### Exercise
Set down exactly the lines from the one containing "Accessibility service: describe the location of calm" through the end of the records below, both included, and nothing else.

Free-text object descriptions

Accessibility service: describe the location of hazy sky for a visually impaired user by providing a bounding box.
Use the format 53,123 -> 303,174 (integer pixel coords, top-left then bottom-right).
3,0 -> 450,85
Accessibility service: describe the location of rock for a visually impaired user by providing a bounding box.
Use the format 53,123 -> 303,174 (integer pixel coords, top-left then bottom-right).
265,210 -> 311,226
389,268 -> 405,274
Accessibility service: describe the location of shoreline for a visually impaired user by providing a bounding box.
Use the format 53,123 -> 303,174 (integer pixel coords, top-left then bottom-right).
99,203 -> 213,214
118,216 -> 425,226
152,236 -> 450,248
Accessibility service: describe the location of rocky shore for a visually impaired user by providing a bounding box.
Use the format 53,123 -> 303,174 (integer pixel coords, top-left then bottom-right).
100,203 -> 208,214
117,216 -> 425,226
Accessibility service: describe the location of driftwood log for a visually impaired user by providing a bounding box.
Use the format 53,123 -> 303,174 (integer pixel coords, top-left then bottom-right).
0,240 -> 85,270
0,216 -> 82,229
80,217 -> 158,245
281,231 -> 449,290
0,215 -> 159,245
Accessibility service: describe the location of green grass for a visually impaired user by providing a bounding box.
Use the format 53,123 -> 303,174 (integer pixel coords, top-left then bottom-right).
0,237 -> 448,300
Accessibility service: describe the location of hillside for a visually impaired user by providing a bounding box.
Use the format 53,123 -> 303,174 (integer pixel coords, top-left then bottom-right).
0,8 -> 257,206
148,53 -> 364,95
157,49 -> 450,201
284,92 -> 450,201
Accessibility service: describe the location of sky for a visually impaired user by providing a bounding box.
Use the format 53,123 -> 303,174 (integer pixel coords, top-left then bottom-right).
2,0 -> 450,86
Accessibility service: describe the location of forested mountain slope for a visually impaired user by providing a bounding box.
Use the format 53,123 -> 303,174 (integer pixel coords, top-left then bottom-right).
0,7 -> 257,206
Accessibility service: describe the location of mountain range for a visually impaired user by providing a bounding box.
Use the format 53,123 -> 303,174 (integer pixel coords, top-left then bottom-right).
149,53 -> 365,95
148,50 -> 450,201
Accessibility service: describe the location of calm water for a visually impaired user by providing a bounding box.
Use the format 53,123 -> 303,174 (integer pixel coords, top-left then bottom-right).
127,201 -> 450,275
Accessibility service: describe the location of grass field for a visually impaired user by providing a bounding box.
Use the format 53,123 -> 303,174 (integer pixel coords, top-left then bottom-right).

### The completed task
Accessibility service: describe the location of calm water for a visually impaired user by providing a bounding box.
Use the format 53,123 -> 303,174 (integer pixel coords, top-left then bottom-right).
127,201 -> 450,275
Accessibility service: describe the location of grass field for a visually impaired user by providing a bounding box.
Use the format 53,123 -> 303,174 (integer pixel coords, top-left then bottom-right).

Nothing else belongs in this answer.